%%

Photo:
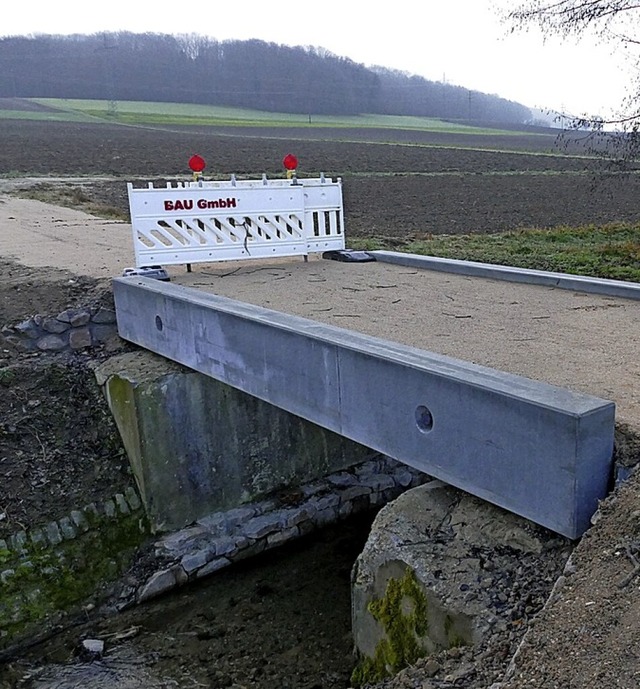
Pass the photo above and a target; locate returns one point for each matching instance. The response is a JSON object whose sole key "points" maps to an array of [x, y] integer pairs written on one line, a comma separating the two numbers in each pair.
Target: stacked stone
{"points": [[72, 329], [220, 539]]}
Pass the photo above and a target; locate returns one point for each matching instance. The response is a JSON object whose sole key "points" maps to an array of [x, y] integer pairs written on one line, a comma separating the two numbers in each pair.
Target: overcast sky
{"points": [[462, 42]]}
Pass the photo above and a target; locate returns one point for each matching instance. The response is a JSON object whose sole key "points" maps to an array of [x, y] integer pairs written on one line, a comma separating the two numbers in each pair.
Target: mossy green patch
{"points": [[403, 614], [41, 582]]}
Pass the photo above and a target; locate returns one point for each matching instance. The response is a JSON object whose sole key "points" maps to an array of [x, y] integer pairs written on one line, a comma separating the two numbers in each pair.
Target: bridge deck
{"points": [[379, 377], [585, 342]]}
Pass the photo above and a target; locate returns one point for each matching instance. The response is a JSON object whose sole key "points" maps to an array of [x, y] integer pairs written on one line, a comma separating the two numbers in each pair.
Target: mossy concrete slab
{"points": [[198, 446]]}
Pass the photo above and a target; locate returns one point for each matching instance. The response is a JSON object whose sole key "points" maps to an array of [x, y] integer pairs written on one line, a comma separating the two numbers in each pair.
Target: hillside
{"points": [[248, 74]]}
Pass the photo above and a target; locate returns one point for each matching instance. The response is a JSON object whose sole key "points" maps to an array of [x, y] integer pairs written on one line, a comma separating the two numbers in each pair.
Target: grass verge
{"points": [[609, 251]]}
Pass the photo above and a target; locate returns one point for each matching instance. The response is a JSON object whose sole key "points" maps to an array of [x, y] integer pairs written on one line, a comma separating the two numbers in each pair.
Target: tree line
{"points": [[251, 74]]}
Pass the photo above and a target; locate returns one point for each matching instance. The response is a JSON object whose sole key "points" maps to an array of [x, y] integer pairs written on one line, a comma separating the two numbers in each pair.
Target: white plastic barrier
{"points": [[197, 222]]}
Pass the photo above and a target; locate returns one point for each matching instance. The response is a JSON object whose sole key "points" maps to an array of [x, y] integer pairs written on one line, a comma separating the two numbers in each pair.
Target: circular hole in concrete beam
{"points": [[424, 419]]}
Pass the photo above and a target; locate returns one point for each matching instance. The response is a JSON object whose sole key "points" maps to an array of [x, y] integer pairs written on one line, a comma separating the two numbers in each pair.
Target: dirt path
{"points": [[37, 234]]}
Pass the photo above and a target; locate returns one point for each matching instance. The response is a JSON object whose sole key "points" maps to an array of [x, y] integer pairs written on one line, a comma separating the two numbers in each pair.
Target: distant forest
{"points": [[248, 74]]}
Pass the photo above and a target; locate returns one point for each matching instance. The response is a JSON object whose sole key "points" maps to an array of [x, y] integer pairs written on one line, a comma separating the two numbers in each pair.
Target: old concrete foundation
{"points": [[198, 446], [441, 569]]}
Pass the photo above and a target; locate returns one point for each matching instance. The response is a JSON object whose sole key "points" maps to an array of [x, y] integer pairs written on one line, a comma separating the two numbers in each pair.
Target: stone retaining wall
{"points": [[72, 329], [51, 571], [223, 538]]}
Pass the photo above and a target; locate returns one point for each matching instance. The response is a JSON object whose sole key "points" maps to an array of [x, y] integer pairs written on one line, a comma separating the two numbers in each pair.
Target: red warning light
{"points": [[196, 163], [290, 162]]}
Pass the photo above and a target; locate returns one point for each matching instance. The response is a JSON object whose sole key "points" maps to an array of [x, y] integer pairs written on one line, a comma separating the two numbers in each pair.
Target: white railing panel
{"points": [[216, 221]]}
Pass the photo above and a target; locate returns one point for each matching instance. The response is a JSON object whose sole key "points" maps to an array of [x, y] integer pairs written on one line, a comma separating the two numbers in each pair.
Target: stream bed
{"points": [[279, 621]]}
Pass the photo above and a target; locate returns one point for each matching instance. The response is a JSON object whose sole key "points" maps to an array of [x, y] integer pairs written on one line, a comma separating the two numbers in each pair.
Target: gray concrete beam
{"points": [[578, 283], [540, 451]]}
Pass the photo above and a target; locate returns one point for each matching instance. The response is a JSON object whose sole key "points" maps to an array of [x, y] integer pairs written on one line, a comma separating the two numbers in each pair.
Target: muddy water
{"points": [[280, 621]]}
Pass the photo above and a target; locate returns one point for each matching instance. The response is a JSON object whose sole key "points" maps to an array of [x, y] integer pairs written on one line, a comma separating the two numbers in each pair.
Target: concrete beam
{"points": [[540, 451], [577, 283]]}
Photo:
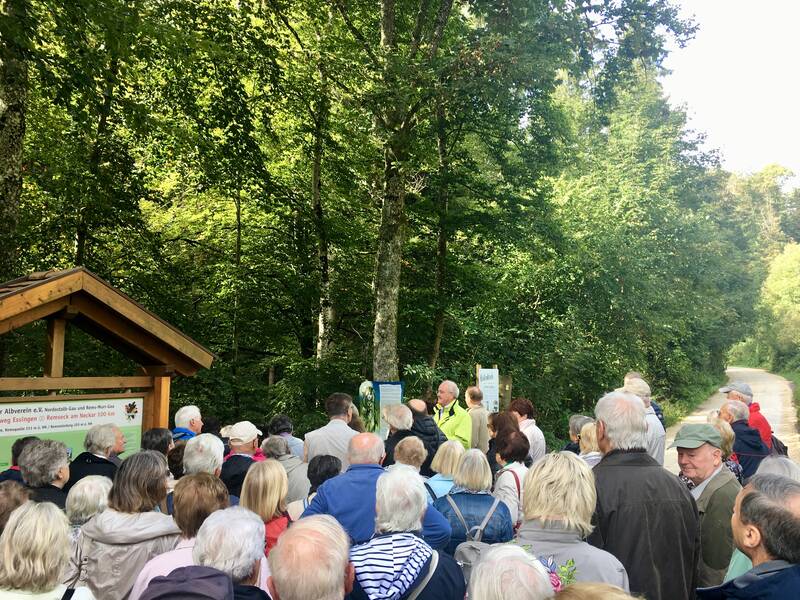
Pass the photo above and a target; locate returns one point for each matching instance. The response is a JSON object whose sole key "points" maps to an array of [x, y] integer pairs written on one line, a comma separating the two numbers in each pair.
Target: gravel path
{"points": [[774, 395]]}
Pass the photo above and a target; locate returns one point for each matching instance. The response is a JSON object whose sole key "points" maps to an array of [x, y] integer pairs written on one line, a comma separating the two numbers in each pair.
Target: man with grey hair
{"points": [[644, 516], [396, 558], [766, 528], [507, 567], [425, 428], [748, 446], [44, 465], [232, 541], [400, 419], [350, 497], [203, 453], [311, 560], [188, 423], [450, 417], [739, 390], [656, 435], [103, 444], [277, 447]]}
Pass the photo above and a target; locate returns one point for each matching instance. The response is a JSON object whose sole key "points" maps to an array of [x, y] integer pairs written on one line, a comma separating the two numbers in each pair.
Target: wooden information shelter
{"points": [[79, 298]]}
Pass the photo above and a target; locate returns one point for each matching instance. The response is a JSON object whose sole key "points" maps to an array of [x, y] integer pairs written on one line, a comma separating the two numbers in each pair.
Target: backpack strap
{"points": [[460, 517], [516, 480], [430, 489], [485, 521], [422, 584]]}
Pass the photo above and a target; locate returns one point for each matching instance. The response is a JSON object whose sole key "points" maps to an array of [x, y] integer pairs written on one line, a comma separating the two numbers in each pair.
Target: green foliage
{"points": [[174, 148]]}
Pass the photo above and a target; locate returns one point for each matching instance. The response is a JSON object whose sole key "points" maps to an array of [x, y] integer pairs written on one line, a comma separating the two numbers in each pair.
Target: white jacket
{"points": [[505, 488]]}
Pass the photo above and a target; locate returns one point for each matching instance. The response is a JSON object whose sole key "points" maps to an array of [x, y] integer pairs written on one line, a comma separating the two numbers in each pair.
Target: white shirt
{"points": [[536, 439], [656, 436]]}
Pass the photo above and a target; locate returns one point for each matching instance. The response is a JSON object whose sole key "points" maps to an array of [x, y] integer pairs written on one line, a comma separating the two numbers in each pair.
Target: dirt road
{"points": [[774, 395]]}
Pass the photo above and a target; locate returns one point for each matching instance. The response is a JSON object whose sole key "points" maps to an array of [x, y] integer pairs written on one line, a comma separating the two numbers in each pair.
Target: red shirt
{"points": [[759, 422], [273, 530]]}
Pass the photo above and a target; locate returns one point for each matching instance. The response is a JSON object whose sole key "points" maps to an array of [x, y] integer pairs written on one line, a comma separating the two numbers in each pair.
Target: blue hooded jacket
{"points": [[748, 447], [350, 499]]}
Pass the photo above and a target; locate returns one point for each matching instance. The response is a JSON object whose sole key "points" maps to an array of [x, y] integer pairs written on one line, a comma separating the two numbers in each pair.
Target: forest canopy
{"points": [[327, 192]]}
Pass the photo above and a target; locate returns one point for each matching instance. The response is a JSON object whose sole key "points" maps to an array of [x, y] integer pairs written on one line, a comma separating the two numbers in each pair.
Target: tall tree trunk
{"points": [[13, 104], [84, 221], [326, 312], [442, 200], [385, 361], [13, 101], [237, 262]]}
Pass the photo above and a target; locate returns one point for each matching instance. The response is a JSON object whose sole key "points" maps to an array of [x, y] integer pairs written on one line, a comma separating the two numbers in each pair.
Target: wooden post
{"points": [[161, 386], [54, 354]]}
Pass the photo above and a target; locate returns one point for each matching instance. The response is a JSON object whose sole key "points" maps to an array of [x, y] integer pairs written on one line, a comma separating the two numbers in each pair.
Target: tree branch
{"points": [[357, 34], [388, 37], [442, 16], [416, 36]]}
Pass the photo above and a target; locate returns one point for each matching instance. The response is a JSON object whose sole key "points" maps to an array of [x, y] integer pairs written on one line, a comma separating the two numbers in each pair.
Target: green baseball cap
{"points": [[695, 435]]}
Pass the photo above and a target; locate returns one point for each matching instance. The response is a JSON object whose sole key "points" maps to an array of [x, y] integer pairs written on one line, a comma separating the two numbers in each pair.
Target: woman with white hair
{"points": [[103, 443], [506, 568], [470, 506], [559, 501], [397, 562], [589, 450], [264, 492], [232, 541], [400, 420], [44, 465], [445, 463], [86, 499], [34, 550]]}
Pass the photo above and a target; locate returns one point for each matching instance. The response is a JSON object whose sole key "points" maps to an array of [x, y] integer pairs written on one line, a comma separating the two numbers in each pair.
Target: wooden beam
{"points": [[31, 315], [161, 388], [34, 296], [139, 315], [70, 397], [54, 353], [73, 383], [139, 338]]}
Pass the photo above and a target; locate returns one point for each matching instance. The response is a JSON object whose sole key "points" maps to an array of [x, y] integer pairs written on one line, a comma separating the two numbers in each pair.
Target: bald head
{"points": [[329, 575], [418, 406], [365, 449]]}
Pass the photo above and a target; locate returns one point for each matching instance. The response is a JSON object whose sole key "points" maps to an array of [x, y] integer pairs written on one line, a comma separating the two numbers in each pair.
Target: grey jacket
{"points": [[113, 547], [297, 472], [715, 506], [562, 545]]}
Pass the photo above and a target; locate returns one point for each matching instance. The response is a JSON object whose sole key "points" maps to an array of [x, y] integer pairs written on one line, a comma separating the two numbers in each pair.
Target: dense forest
{"points": [[327, 192]]}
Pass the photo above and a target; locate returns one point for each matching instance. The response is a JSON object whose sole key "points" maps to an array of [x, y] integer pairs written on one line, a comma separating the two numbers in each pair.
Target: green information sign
{"points": [[68, 421]]}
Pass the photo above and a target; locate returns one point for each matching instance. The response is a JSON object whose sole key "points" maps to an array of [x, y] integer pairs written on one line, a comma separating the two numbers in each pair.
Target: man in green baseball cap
{"points": [[715, 489]]}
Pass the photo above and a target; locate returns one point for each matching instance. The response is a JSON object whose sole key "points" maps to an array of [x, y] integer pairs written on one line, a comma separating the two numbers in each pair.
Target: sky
{"points": [[739, 80]]}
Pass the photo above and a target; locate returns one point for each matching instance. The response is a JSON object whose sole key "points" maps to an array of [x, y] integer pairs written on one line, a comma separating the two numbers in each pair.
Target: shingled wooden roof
{"points": [[104, 312]]}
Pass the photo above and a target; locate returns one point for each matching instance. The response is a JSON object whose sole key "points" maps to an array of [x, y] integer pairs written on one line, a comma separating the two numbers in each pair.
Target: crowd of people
{"points": [[455, 502]]}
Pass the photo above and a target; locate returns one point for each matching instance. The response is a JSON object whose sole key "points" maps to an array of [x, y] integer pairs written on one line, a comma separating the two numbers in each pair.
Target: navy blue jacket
{"points": [[86, 464], [11, 474], [749, 448], [350, 499], [473, 507], [773, 580]]}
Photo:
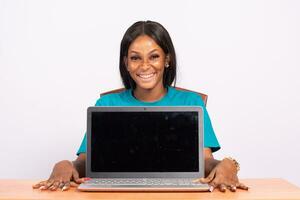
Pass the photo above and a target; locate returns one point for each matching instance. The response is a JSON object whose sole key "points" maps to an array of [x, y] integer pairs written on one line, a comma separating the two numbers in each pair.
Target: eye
{"points": [[154, 56], [134, 58]]}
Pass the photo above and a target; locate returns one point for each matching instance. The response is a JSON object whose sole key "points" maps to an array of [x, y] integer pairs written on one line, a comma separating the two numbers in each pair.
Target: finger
{"points": [[232, 188], [209, 178], [38, 185], [242, 186], [66, 186], [73, 184], [61, 184], [49, 184], [76, 177], [211, 188], [222, 187], [54, 186]]}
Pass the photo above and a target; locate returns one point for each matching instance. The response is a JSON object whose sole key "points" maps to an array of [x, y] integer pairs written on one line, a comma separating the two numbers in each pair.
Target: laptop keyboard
{"points": [[143, 182]]}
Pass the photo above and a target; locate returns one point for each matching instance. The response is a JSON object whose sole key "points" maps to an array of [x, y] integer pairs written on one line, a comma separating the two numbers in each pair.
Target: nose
{"points": [[145, 65]]}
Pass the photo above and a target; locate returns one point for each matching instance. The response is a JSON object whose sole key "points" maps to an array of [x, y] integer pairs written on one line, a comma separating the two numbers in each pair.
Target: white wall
{"points": [[57, 56]]}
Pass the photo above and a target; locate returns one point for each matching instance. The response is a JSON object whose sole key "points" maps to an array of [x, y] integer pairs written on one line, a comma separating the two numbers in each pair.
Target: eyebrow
{"points": [[133, 51]]}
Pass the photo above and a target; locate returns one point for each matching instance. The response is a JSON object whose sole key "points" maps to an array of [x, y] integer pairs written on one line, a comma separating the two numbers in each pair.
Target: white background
{"points": [[57, 56]]}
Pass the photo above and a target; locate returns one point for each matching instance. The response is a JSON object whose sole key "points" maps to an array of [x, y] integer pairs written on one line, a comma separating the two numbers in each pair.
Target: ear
{"points": [[125, 60], [168, 59]]}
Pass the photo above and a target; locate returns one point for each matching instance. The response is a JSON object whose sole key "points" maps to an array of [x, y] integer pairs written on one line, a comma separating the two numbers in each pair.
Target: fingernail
{"points": [[64, 188], [42, 187]]}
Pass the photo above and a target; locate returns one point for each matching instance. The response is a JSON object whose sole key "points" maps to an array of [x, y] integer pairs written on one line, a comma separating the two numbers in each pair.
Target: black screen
{"points": [[144, 142]]}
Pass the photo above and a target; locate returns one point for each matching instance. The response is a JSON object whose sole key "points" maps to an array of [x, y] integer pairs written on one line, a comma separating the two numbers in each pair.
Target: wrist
{"points": [[237, 165]]}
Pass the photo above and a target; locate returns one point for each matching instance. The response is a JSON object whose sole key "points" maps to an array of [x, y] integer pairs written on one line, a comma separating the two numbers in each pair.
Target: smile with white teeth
{"points": [[146, 76]]}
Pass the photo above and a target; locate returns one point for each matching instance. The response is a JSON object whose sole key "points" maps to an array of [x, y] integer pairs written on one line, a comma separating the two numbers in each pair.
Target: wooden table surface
{"points": [[259, 189]]}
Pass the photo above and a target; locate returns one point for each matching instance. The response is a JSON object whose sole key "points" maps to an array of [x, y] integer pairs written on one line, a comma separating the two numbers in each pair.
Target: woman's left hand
{"points": [[224, 176]]}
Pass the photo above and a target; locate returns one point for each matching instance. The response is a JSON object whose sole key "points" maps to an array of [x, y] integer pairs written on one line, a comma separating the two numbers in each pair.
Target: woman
{"points": [[148, 68]]}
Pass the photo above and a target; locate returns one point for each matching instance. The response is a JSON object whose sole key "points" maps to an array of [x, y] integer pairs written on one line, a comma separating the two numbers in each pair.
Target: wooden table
{"points": [[259, 189]]}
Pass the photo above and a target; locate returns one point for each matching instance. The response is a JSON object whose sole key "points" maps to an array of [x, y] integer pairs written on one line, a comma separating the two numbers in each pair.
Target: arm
{"points": [[221, 174]]}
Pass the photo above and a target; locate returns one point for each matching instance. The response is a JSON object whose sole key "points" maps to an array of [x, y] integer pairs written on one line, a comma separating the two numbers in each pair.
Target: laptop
{"points": [[144, 149]]}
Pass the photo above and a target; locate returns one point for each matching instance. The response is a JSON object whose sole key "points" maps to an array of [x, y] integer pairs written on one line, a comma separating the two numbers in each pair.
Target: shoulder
{"points": [[189, 97]]}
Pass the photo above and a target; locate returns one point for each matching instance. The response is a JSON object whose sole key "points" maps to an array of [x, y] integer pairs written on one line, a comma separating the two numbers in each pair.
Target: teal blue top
{"points": [[173, 97]]}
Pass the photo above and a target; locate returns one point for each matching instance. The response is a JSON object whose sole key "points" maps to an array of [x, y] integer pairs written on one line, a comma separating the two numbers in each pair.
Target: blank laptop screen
{"points": [[144, 142]]}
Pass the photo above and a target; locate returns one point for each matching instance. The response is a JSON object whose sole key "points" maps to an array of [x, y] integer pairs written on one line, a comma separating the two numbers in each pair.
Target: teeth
{"points": [[146, 75]]}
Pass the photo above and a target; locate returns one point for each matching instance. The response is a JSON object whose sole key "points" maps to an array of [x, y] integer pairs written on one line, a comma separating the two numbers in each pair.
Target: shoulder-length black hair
{"points": [[161, 36]]}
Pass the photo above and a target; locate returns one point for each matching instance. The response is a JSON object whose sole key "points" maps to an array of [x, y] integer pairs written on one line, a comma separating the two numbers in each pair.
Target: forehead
{"points": [[143, 43]]}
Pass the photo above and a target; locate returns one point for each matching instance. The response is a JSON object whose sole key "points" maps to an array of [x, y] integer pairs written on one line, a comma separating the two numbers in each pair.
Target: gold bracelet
{"points": [[235, 163]]}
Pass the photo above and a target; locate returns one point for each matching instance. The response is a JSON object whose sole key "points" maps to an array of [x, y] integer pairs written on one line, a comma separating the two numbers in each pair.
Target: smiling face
{"points": [[146, 62]]}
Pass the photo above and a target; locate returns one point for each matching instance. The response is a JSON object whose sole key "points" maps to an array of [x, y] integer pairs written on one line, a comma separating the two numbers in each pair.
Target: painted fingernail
{"points": [[42, 187], [64, 188]]}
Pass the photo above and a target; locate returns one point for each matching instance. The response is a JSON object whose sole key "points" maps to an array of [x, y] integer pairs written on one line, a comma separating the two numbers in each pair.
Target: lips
{"points": [[146, 76]]}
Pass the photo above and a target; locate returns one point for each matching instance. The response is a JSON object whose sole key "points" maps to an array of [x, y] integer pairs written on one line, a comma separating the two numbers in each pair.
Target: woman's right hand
{"points": [[63, 176]]}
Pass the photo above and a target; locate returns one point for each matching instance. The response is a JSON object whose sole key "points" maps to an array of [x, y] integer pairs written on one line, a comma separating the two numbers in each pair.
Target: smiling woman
{"points": [[148, 68]]}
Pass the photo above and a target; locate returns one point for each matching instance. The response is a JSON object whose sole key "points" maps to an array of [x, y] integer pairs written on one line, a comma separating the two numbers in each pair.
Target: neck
{"points": [[150, 95]]}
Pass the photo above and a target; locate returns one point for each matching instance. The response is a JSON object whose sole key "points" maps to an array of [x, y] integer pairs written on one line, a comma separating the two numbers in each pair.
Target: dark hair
{"points": [[161, 36]]}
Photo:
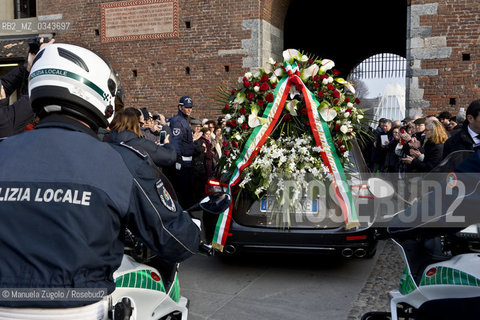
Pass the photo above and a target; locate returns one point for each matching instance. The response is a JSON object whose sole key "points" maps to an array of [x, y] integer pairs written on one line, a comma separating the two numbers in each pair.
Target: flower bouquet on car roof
{"points": [[284, 125]]}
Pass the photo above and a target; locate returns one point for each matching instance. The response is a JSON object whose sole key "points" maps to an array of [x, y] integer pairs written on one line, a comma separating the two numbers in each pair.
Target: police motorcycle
{"points": [[146, 286], [441, 249]]}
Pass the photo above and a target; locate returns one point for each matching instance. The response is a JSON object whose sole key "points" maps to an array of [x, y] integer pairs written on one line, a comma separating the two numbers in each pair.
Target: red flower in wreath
{"points": [[264, 87], [270, 97]]}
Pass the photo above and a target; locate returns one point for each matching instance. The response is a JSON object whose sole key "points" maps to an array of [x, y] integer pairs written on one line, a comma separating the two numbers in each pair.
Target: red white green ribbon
{"points": [[323, 139]]}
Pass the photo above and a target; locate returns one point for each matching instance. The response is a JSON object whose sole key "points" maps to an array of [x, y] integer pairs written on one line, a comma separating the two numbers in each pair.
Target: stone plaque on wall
{"points": [[139, 20]]}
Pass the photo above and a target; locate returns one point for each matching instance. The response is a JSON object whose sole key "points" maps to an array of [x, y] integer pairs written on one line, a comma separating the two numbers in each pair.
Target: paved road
{"points": [[273, 287]]}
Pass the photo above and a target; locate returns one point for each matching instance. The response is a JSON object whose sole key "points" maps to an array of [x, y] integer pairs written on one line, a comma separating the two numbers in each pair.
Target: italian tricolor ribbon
{"points": [[322, 137]]}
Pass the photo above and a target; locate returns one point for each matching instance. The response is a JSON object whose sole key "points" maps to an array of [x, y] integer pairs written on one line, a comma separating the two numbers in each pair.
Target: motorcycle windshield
{"points": [[450, 205]]}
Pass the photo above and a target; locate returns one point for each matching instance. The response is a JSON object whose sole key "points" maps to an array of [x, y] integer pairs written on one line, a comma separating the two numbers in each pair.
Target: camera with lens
{"points": [[34, 45]]}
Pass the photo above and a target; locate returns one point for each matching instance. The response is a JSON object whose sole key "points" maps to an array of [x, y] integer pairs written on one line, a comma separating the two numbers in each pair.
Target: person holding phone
{"points": [[435, 137], [125, 127], [381, 144]]}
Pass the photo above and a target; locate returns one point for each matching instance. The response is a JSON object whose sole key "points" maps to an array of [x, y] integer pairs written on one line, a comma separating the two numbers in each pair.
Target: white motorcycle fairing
{"points": [[143, 286]]}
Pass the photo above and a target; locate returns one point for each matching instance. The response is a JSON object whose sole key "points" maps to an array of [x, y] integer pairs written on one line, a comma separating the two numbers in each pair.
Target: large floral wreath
{"points": [[292, 150], [287, 146]]}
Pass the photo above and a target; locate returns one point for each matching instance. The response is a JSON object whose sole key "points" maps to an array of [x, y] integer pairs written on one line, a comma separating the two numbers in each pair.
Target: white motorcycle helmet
{"points": [[75, 81]]}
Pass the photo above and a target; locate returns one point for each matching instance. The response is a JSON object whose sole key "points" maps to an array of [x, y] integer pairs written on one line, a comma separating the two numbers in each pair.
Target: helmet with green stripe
{"points": [[75, 81]]}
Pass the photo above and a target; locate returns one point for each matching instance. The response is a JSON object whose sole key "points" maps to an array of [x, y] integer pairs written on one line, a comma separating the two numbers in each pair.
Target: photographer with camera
{"points": [[154, 128], [16, 116]]}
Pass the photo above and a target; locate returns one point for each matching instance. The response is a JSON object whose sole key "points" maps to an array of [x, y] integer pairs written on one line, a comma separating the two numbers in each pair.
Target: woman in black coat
{"points": [[435, 137], [125, 128]]}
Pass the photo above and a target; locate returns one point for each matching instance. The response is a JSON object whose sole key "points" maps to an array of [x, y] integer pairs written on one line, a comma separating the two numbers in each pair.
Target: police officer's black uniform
{"points": [[65, 198]]}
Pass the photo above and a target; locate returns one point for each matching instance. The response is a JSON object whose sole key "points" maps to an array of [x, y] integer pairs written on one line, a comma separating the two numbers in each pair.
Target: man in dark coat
{"points": [[468, 137]]}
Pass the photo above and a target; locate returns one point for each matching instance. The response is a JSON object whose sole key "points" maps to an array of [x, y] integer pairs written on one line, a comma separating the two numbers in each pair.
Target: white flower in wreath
{"points": [[309, 72], [240, 98], [241, 119], [350, 87], [291, 54], [327, 64], [277, 74], [328, 114], [291, 106]]}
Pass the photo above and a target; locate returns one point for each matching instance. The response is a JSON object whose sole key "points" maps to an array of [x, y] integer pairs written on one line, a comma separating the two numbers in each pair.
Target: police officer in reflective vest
{"points": [[181, 174], [66, 197]]}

%%

§ What is being asked:
Which lines in the data contain the string "dark", matched case-sensitively? Copy each of those lines.

§ Final result:
Target: dark hair
Target: man in dark coat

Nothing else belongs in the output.